> _PASSAGE FOR REVIEW_
▽

As part of the cancer care multi-disciplinary team, radiation oncologists coordinate every aspect of care with oncologists, radiologists, surgeons and pathologists to provide personalized treatment plans for each patient.
Radiation therapy is often used to treat breast cancer after a tumor is removed. Radiation may be recommended to ensure that any cancer cells remaining in the lumpectomy area are destroyed. Since healthy cells, as well as cancer cells can be affected by radiation, partial breast irradiation minimizes exposure to the rest of the breast, skin, ribs, lungs and heart.
Partial breast irradiation administers radiation to only the immediate region surrounding the original tumor. This is the site where recurrence of breast cancer is most likely to occur.
In the past, radiation has been administered to a patient’s “entire” breast over an approximate seven week period of time. Because partial breast irradiation takes less time than external beam radiation, it is called accelerated partial breast irradiation (APBI).
The Food and Drug Administration (FDA) approved this new technology in 2002. APBI has been used in clinical trials over the past 10 years. These trials have shown that in properly selected breast cancer patients, with early stage breast cancer, a week of partial breast irradiation is as effective as standard whole-breast radiation in preventing recurrence.

△

> _STUDY QUESTIONS_
1/ In the passage on partial breast irradiation, in what year did the FDA approve the technology?
2/ Write the next part of the passage on partial breast irradiation, starting after its final sentence.
The records that come next have nothing to do with the passage on partial breast irradiation.

> _DATA_
▽

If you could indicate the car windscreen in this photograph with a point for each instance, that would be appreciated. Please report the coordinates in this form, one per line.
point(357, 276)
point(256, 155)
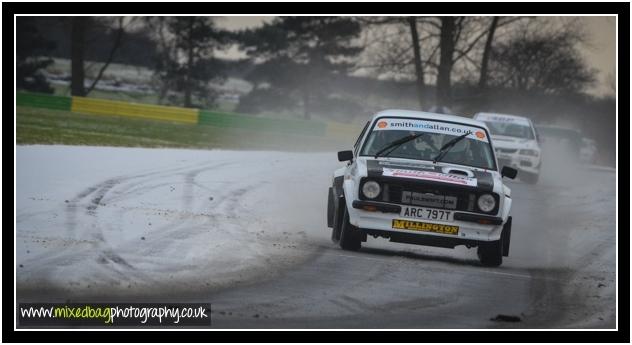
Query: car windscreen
point(475, 150)
point(510, 130)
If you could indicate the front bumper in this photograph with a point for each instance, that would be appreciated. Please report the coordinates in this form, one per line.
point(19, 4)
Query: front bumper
point(378, 219)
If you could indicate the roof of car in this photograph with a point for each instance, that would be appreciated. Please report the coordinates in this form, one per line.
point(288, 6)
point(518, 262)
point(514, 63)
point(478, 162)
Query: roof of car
point(502, 115)
point(429, 116)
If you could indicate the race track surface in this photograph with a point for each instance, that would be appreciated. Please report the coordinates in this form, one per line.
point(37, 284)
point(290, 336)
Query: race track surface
point(246, 232)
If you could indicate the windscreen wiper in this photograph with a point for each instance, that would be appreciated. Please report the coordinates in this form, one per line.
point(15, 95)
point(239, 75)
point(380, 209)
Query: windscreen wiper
point(397, 143)
point(448, 146)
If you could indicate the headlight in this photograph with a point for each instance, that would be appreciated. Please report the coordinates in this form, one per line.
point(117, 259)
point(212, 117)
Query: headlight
point(371, 189)
point(486, 202)
point(528, 152)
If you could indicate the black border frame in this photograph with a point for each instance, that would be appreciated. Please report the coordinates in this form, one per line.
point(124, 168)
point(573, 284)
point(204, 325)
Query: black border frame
point(621, 335)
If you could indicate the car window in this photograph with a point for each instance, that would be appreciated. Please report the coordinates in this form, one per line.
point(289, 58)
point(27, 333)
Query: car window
point(510, 130)
point(475, 150)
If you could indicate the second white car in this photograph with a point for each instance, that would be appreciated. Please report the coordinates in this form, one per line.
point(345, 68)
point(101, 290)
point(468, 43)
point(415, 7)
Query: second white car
point(516, 143)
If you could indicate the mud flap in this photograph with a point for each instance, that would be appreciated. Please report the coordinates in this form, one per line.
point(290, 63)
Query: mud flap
point(506, 236)
point(330, 208)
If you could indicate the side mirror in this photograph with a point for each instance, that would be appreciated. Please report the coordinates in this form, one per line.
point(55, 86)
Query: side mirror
point(509, 172)
point(344, 156)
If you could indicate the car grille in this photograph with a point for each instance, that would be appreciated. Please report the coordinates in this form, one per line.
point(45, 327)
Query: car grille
point(392, 191)
point(504, 162)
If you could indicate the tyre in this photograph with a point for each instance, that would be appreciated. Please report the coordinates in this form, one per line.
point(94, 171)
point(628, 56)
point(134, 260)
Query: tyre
point(350, 238)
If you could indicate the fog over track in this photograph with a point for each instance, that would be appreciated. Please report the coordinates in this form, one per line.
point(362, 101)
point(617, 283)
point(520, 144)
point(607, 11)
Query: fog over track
point(246, 231)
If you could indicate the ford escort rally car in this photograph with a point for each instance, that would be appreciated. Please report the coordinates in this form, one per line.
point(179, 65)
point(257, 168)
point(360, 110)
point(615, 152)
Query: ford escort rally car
point(516, 142)
point(422, 178)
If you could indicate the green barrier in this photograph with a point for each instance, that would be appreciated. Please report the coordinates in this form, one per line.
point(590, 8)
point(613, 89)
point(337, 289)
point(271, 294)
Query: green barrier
point(299, 127)
point(42, 100)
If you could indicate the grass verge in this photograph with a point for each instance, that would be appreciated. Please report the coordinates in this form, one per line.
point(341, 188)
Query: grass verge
point(43, 126)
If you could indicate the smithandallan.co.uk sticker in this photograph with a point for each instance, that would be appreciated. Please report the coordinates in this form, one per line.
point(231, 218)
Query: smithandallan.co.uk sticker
point(431, 176)
point(431, 127)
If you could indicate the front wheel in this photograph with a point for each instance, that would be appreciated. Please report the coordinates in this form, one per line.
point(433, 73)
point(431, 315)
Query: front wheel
point(350, 238)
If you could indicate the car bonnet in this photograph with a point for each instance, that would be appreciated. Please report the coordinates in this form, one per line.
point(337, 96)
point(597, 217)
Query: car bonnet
point(430, 173)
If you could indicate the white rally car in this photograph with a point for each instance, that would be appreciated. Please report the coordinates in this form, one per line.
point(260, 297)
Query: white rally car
point(517, 144)
point(422, 178)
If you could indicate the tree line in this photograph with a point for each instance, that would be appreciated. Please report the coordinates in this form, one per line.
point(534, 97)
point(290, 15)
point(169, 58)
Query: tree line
point(294, 62)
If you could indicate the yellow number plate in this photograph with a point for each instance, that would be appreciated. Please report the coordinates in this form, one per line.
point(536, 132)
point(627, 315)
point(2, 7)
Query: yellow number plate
point(428, 227)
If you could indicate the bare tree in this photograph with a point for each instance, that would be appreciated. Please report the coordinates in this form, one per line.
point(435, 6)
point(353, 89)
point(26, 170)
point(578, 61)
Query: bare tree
point(79, 42)
point(543, 60)
point(77, 33)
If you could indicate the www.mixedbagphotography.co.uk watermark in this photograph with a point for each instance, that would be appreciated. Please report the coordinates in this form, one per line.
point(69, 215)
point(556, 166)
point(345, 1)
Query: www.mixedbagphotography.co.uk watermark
point(113, 315)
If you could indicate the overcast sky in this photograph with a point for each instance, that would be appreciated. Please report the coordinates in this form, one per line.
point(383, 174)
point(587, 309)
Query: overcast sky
point(601, 54)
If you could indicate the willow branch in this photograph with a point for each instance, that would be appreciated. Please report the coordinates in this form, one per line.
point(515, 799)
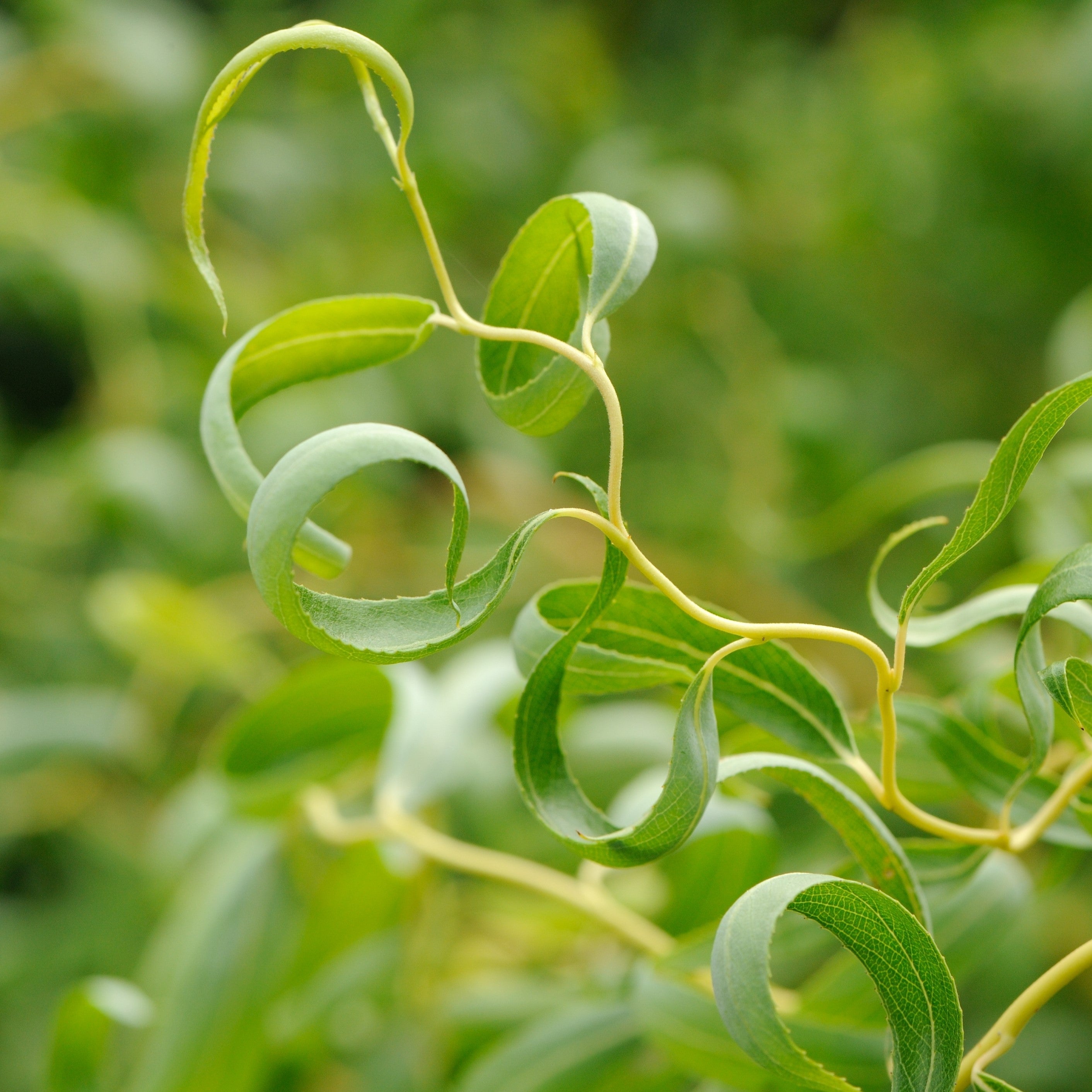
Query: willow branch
point(1004, 1033)
point(391, 819)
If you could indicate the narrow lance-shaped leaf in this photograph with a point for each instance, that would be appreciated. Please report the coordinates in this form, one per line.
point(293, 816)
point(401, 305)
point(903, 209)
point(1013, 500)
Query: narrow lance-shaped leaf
point(983, 768)
point(326, 716)
point(909, 972)
point(314, 341)
point(574, 1050)
point(865, 836)
point(684, 1022)
point(890, 490)
point(543, 771)
point(573, 262)
point(229, 85)
point(1005, 602)
point(1070, 684)
point(985, 1083)
point(382, 632)
point(1017, 456)
point(1068, 581)
point(643, 640)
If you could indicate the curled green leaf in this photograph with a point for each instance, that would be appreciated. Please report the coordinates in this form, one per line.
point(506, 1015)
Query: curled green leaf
point(907, 969)
point(1017, 456)
point(930, 631)
point(229, 85)
point(983, 768)
point(985, 1083)
point(1067, 583)
point(576, 260)
point(890, 490)
point(313, 341)
point(1070, 684)
point(864, 834)
point(543, 771)
point(645, 640)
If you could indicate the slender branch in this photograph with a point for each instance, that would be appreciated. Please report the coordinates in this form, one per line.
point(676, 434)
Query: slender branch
point(760, 632)
point(1034, 828)
point(889, 676)
point(391, 819)
point(1004, 1033)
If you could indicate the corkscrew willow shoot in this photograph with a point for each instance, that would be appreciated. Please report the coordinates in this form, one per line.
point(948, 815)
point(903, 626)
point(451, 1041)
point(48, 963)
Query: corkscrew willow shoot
point(542, 348)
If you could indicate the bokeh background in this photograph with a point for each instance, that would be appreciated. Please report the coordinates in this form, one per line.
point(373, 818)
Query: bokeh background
point(875, 224)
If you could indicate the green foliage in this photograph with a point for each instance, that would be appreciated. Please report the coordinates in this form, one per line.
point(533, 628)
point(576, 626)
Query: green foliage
point(910, 976)
point(872, 844)
point(227, 863)
point(642, 639)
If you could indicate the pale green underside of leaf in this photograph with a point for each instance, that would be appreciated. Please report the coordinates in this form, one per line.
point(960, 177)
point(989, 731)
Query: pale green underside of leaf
point(1066, 584)
point(643, 640)
point(229, 85)
point(543, 771)
point(1017, 456)
point(931, 631)
point(313, 341)
point(576, 257)
point(865, 836)
point(983, 768)
point(888, 490)
point(908, 971)
point(1070, 684)
point(1061, 595)
point(326, 716)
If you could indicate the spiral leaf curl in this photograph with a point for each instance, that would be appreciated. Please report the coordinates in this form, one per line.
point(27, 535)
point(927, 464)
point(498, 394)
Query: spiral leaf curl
point(328, 338)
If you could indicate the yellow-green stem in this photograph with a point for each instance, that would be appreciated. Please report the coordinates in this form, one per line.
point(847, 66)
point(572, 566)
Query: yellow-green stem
point(1004, 1033)
point(392, 820)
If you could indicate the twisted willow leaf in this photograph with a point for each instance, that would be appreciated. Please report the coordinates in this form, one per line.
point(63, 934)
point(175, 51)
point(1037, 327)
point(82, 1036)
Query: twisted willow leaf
point(874, 847)
point(548, 783)
point(685, 1024)
point(374, 631)
point(936, 861)
point(891, 489)
point(985, 769)
point(1068, 581)
point(363, 54)
point(983, 1083)
point(316, 340)
point(997, 603)
point(318, 721)
point(1017, 457)
point(909, 972)
point(585, 251)
point(1070, 683)
point(643, 640)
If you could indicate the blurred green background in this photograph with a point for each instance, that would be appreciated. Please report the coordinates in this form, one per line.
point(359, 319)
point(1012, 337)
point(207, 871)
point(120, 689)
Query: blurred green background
point(875, 226)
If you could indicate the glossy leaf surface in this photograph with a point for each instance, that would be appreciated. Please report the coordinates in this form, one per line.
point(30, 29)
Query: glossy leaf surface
point(324, 717)
point(1070, 684)
point(314, 341)
point(872, 844)
point(575, 261)
point(543, 770)
point(983, 768)
point(229, 85)
point(643, 640)
point(1017, 456)
point(908, 971)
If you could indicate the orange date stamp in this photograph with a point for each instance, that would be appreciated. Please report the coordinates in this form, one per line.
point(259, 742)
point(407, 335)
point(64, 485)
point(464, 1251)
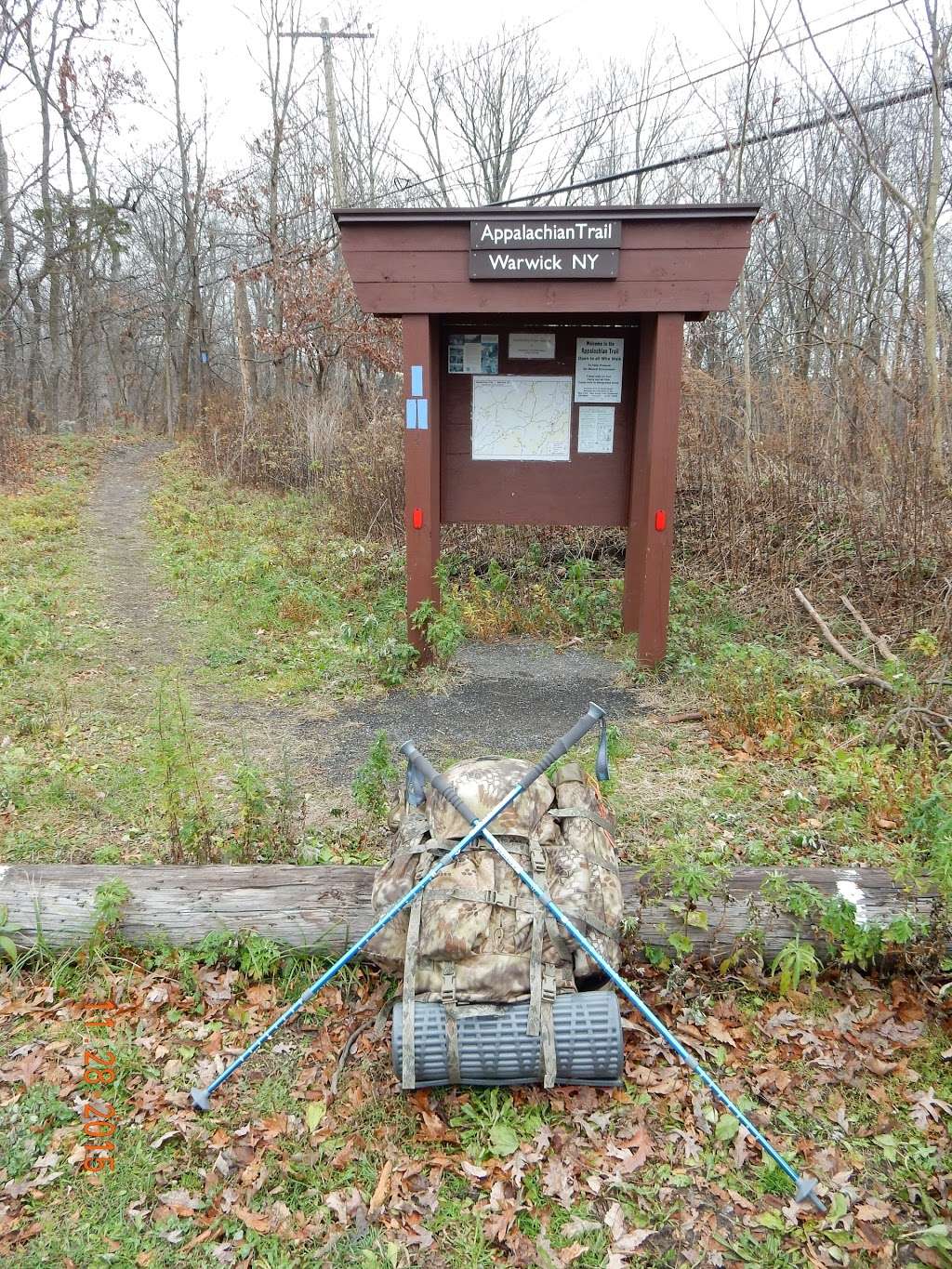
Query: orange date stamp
point(99, 1077)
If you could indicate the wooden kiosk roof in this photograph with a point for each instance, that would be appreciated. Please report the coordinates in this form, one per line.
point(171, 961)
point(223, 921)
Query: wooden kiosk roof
point(671, 259)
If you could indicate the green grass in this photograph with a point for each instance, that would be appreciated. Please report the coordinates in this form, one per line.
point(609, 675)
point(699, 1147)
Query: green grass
point(99, 759)
point(277, 603)
point(254, 1157)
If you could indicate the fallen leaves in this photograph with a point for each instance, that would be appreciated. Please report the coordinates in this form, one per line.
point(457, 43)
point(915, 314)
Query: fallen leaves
point(614, 1158)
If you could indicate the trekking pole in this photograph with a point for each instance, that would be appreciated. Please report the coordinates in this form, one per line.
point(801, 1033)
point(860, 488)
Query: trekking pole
point(805, 1185)
point(201, 1098)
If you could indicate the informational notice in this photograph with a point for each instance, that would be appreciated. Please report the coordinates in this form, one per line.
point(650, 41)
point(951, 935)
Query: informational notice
point(473, 354)
point(521, 417)
point(527, 347)
point(598, 369)
point(596, 430)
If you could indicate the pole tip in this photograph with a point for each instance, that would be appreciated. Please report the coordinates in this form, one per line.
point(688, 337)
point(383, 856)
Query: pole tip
point(806, 1189)
point(201, 1099)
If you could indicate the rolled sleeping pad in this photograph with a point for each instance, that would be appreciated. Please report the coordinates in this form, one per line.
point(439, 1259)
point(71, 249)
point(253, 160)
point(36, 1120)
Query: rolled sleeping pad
point(494, 1047)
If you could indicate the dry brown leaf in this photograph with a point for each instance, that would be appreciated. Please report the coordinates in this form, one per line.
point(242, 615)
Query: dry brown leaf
point(257, 1221)
point(382, 1189)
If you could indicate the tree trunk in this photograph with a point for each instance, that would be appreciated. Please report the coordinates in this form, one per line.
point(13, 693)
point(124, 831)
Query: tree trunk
point(329, 907)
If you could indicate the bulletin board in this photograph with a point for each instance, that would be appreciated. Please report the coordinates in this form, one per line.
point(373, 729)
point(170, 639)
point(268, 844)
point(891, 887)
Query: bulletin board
point(541, 472)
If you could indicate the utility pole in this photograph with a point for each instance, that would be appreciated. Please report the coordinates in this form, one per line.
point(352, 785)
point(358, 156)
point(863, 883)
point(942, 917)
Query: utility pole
point(326, 34)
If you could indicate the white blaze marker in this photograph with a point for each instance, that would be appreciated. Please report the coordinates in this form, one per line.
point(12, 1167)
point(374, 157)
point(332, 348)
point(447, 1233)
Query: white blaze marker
point(853, 895)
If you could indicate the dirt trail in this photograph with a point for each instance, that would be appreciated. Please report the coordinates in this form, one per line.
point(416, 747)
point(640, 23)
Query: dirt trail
point(503, 698)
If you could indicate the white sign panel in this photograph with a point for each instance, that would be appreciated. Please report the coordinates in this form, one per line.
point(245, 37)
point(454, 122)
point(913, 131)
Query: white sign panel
point(531, 348)
point(596, 430)
point(598, 369)
point(520, 417)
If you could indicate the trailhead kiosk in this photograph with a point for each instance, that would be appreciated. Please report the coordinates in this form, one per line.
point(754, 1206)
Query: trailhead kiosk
point(542, 361)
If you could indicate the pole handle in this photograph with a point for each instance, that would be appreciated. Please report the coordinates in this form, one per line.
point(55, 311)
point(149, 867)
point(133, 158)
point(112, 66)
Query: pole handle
point(440, 782)
point(593, 717)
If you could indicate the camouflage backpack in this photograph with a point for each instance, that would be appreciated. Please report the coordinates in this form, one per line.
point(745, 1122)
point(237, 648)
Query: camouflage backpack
point(476, 937)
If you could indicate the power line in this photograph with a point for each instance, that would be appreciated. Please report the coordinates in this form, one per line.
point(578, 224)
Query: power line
point(777, 86)
point(691, 80)
point(503, 44)
point(772, 135)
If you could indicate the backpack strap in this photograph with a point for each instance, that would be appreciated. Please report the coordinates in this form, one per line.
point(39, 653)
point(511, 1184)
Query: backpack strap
point(407, 1074)
point(538, 866)
point(450, 1009)
point(548, 1026)
point(580, 813)
point(490, 897)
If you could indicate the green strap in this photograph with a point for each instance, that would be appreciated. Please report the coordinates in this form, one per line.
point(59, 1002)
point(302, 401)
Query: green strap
point(469, 895)
point(407, 1073)
point(538, 865)
point(549, 1064)
point(448, 998)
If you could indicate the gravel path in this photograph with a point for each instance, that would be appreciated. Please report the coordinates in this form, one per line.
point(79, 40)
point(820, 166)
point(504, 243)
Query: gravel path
point(503, 698)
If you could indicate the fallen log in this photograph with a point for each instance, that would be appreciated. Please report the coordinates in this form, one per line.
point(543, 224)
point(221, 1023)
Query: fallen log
point(326, 907)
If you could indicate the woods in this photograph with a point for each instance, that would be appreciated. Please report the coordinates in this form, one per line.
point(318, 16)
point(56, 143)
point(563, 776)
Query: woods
point(157, 284)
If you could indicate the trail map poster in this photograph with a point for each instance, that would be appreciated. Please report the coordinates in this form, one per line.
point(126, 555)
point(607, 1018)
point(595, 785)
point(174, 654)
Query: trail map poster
point(522, 417)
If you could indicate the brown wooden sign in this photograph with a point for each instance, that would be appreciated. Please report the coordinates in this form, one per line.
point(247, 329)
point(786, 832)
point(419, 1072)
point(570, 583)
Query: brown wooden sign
point(521, 235)
point(551, 265)
point(600, 358)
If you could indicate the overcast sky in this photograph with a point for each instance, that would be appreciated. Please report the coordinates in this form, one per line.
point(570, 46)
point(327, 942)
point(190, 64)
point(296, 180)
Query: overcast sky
point(219, 46)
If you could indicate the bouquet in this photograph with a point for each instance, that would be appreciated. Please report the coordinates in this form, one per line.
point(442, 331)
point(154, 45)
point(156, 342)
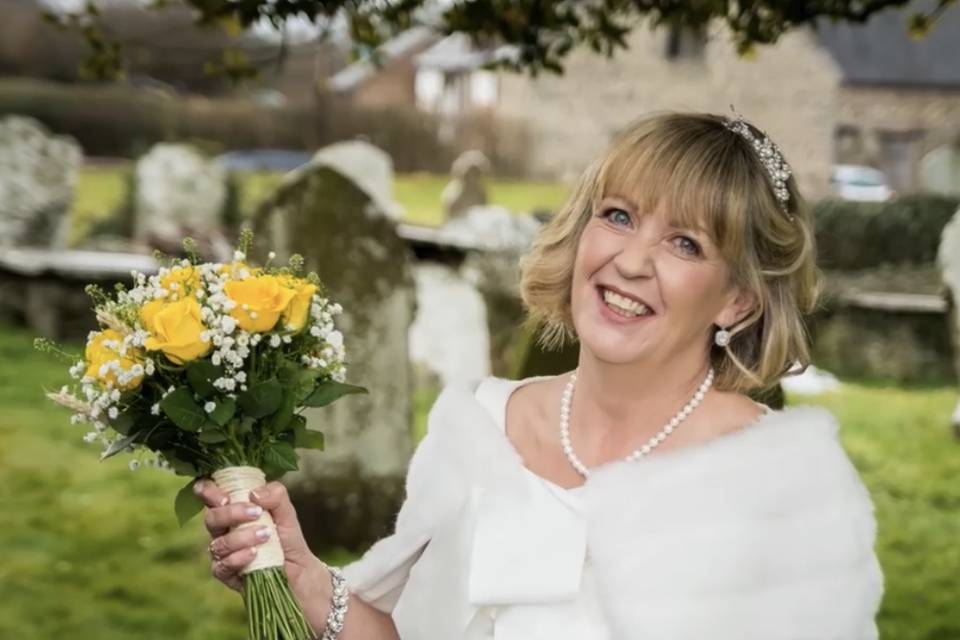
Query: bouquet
point(204, 369)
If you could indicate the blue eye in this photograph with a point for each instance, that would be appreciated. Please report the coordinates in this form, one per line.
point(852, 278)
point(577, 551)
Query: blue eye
point(617, 216)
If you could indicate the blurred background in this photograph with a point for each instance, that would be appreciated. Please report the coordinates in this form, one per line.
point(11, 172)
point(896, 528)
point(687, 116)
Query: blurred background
point(411, 157)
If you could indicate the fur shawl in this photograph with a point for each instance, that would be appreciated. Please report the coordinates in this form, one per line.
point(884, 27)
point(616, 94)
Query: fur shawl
point(766, 533)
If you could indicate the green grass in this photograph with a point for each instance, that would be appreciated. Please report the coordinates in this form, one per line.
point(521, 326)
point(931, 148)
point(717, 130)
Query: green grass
point(100, 191)
point(91, 550)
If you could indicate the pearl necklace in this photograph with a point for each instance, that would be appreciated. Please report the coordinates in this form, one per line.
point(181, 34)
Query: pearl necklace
point(675, 421)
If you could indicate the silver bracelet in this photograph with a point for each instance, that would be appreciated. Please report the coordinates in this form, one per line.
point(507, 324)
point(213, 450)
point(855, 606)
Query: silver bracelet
point(338, 607)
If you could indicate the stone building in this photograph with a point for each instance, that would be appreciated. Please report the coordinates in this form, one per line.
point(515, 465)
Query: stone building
point(862, 94)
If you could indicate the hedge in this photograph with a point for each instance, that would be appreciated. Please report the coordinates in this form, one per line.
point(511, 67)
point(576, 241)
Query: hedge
point(862, 235)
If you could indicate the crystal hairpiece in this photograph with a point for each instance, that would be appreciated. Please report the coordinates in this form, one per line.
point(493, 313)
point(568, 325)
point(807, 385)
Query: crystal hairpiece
point(770, 156)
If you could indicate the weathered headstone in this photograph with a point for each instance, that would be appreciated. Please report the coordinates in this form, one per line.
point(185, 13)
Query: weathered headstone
point(333, 213)
point(38, 172)
point(466, 189)
point(179, 193)
point(449, 336)
point(948, 257)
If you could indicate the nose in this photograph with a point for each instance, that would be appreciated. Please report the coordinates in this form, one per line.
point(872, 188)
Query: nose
point(635, 260)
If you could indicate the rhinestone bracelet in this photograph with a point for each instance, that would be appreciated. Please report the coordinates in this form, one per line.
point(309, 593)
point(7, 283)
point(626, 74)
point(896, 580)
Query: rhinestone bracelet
point(338, 608)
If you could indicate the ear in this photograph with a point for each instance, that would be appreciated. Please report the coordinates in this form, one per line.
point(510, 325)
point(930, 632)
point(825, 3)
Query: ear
point(740, 303)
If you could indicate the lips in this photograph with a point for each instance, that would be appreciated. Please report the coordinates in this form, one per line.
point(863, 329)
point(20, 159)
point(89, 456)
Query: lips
point(629, 296)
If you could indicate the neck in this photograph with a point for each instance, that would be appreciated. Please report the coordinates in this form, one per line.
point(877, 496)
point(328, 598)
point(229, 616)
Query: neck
point(639, 397)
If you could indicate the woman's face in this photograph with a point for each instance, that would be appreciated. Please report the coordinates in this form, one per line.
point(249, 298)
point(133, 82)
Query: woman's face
point(645, 290)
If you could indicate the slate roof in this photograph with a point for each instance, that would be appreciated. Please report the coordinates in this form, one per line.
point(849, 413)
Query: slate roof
point(881, 51)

△

> _ANSWERS TO THE EXERCISE_
1/ 2002

2/
How APBI Works
During the lumpectomy surgery, or in a separate procedure, a catheter with a balloon at the tip is temporarily placed into the lumpectomy cavity where the tumor was removed. After surgery, the radiation oncologist sends a radioactive seed directly to the tumor site through the catheter. The high dose rate of radiation is usually administered as a complete course given twice a day for a total of five days. This is done on an outpatient basis. Each treatment takes only 5-15 minutes. The catheter stays in place for the entire treatment period. No radiation remains in the body between treatments or after the final treatment. At the end of the last treatment, the balloon is deflated and the catheter is removed.
What to Expect
Side effects from APBI are milder than those generally resulting from external beam radiation. Your doctor will explain how to prevent or manage these possible side effects:
- Pain and discomfort related to radiation.
- Skin and tissue changes during and after radiation.
- Fluid accumulation inside the lumpectomy cavity.
- Scar tissue.
Benefits of APBI
This newer approach to giving breast radiation improves the quality of life for many patients with breast cancer. An APBI treatment may decrease patients’ time commitment and travel distance often associated with receiving external beam radiation therapy. APBI treatment may allow more patients to preserve their breasts with breast conservation therapy.